About this exercise: An exact copy of the listing is what is needed; please output it in full.

Recorded data:
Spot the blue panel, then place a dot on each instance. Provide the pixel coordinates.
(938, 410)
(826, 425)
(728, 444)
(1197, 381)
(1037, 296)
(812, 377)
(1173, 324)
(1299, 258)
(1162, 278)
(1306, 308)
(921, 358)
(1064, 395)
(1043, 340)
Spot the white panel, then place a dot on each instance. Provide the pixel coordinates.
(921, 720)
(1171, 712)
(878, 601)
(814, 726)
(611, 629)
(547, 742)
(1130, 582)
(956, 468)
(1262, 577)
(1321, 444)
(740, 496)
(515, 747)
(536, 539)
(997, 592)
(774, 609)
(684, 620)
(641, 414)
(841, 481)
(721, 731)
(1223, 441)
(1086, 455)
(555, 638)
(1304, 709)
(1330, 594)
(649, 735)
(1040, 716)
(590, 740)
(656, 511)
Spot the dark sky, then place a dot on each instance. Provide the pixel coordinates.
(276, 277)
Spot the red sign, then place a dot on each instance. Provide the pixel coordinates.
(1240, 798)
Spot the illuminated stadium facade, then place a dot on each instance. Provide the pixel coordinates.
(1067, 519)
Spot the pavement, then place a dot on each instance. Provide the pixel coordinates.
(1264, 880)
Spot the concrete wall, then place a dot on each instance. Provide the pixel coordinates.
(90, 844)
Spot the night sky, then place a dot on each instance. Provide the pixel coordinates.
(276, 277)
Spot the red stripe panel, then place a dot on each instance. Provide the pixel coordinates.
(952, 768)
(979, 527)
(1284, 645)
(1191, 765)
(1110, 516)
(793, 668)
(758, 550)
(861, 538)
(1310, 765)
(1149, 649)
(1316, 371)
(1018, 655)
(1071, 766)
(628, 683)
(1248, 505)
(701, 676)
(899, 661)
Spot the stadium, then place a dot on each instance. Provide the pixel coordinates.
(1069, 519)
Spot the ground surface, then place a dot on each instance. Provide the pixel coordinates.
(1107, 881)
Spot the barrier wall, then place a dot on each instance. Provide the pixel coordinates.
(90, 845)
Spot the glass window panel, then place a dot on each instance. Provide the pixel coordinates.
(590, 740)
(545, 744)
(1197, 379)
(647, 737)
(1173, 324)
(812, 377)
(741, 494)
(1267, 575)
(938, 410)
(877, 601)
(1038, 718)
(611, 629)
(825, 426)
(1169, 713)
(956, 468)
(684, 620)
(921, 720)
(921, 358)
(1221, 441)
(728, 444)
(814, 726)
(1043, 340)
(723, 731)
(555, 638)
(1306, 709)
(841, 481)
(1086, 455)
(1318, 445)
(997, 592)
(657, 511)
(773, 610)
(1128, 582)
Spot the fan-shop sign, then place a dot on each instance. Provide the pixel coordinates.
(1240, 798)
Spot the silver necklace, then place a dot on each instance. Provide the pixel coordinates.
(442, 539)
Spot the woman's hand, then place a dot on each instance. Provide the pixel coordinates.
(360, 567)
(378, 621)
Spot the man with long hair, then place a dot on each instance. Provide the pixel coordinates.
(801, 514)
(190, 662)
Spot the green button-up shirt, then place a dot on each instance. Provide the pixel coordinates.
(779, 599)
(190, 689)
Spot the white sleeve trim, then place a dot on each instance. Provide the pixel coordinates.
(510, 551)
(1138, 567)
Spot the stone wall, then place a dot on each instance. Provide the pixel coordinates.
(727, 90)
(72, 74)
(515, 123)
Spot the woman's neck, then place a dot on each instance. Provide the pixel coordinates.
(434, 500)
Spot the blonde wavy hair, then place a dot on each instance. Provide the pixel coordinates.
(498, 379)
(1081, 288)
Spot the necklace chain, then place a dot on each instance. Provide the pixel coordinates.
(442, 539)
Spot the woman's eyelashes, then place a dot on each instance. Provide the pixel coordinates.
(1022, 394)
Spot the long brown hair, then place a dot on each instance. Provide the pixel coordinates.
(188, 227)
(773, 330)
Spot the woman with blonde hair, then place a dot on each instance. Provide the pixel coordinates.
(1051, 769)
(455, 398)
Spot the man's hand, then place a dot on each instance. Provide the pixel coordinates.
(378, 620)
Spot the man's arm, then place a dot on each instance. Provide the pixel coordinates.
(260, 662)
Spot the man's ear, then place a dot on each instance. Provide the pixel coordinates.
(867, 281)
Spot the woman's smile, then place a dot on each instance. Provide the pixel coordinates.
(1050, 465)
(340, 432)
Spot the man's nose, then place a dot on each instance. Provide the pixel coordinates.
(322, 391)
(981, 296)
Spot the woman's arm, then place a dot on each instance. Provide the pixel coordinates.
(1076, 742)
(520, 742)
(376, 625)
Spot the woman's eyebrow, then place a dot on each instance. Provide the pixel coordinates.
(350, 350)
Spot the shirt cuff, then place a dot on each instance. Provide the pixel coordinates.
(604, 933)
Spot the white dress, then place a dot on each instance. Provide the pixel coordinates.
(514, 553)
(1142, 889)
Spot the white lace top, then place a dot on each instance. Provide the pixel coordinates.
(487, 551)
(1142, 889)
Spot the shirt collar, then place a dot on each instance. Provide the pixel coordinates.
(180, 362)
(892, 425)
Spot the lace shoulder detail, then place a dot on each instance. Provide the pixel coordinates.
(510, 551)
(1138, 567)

Answer space:
Spot the blue panel, then place a dot on each instance. Provide the pixel coordinates.
(938, 410)
(826, 425)
(728, 444)
(1197, 381)
(1037, 296)
(812, 377)
(1173, 324)
(1299, 258)
(1162, 278)
(1306, 308)
(921, 358)
(1064, 395)
(1043, 340)
Spot the white panel, then place a dot on each instance. Provide the pixel coordinates.
(921, 720)
(1171, 712)
(878, 601)
(814, 726)
(611, 629)
(547, 742)
(1130, 582)
(956, 468)
(1262, 577)
(1321, 444)
(740, 496)
(515, 747)
(536, 539)
(997, 592)
(774, 609)
(684, 620)
(641, 414)
(841, 481)
(721, 731)
(1223, 441)
(1086, 455)
(555, 638)
(1304, 709)
(1330, 594)
(649, 735)
(1040, 716)
(590, 740)
(656, 511)
Spot the dark sky, then place a dot on each instance. Provide the pixel coordinates.
(276, 277)
Spot the red sign, then place a dot on each instance. Provide the pixel coordinates.
(1240, 798)
Spot the illuminated stadium facade, then place a dot on each instance. Provide the pixel coordinates.
(1067, 519)
Spot the pavement, then place a dot on each instance. Provide the pixel coordinates.
(1264, 880)
Spot the concrete wall, then place a dot on each instance. Provide the pixel coordinates.
(90, 844)
Spot the night sky, then place a dot on each instance. Provide the pixel coordinates.
(276, 277)
Spot the red stripe panel, then place a dot on each instance. Provide the pixel coordinates.
(952, 768)
(979, 527)
(1284, 645)
(1191, 765)
(1110, 516)
(793, 668)
(758, 550)
(861, 538)
(1310, 765)
(1149, 649)
(1316, 371)
(1018, 655)
(1071, 766)
(628, 683)
(1248, 505)
(701, 676)
(899, 661)
Spot the stadium, then place a dot on each instance. Provide the pixel coordinates.
(1069, 519)
Spot the ground surface, then place a dot on each instance. Provide the pixel coordinates.
(1107, 881)
Spot the barrier wall, then place a dot on each instance. Provide the pixel coordinates.
(90, 845)
Spot the glass window panel, then place a dot on each instance. Provide the pixel coordinates.
(590, 740)
(545, 744)
(1197, 379)
(647, 737)
(1173, 324)
(812, 377)
(741, 494)
(1267, 575)
(938, 410)
(877, 601)
(1038, 718)
(611, 629)
(825, 426)
(1169, 713)
(956, 468)
(684, 620)
(921, 720)
(921, 358)
(1221, 441)
(728, 444)
(814, 726)
(1043, 340)
(723, 731)
(555, 638)
(1306, 709)
(841, 481)
(1086, 455)
(1318, 445)
(997, 592)
(657, 511)
(773, 610)
(1128, 582)
Spot the fan-shop sign, then place a dot on each instance. Provide the pixel coordinates.
(1240, 798)
Spot the silver necklace, then place a dot on each instance. Provide the pixel coordinates.
(442, 539)
Spot the woman's hand, then place a dot on each instance. Provide the pixel coordinates.
(360, 567)
(378, 621)
Spot the man with long hair, then place a dot on each instance. Provide the pixel coordinates.
(801, 514)
(190, 662)
Spot the green button-up shirt, then place a dot on each instance. Provide the pixel coordinates.
(779, 599)
(190, 689)
Spot the white sleeve trim, then place a dot on each instance. Provide the pixel coordinates.
(510, 551)
(1138, 567)
Spot the stone wall, then place a dot on each instance. Provide the pixel coordinates.
(727, 90)
(72, 74)
(515, 123)
Spot the woman's neck, then place a dot on each instance. Provide the pixel coordinates.
(434, 500)
Spot the blonde wavy hair, then place a dot on each instance. Provide the pixel coordinates.
(498, 379)
(1081, 288)
Spot the necklace chain, then place a dot on each instance. Provide the pixel coordinates.
(442, 539)
Spot the woman's eyelashes, then place a dot on each instance. Provide the pixel coordinates.
(1022, 394)
Spot the long brown hair, then place a dot on each instance. Provide the pixel coordinates.
(188, 227)
(773, 330)
Spot the woman with blonde hair, then place a dot on each instance. Provide the pixel coordinates.
(1051, 769)
(455, 398)
Spot the man's hand, then place a dot on each instance. Provide the pixel coordinates.
(378, 620)
Spot the man's arm, then place a dot on each instance. Provide the pixel coordinates.
(260, 662)
Spot the man's ear, then place a dot on each instance. Provide the pixel coordinates.
(867, 281)
Spot the woman's smile, then place a dot on each instance. Provide the pixel coordinates.
(1050, 465)
(340, 432)
Spot the man's nose, then place a dot on each instance. Provide the pixel coordinates.
(322, 391)
(981, 296)
Spot the woman's arm, then place a dot on each instance. Provide the pixel coordinates.
(1076, 742)
(520, 742)
(376, 625)
Spot the woman's eyebrow, then place a dot on each instance. Provide the pixel coordinates.
(350, 350)
Spot the shirt cuff, then place a dot on each instance. Provide the pixel coordinates.
(604, 933)
Spot the white dress, then place a dot on each instance. Provide the pixel coordinates.
(514, 553)
(1142, 889)
Spot the white lace top, then place a dot on each instance. Provide the pixel coordinates.
(487, 551)
(1142, 889)
Spot the shirt collar, then place a dot on each instance. Provide the pixel coordinates.
(180, 362)
(892, 425)
Spot the lace shoulder detail, then place a dot on each instance. Provide the pixel coordinates.
(510, 551)
(1138, 567)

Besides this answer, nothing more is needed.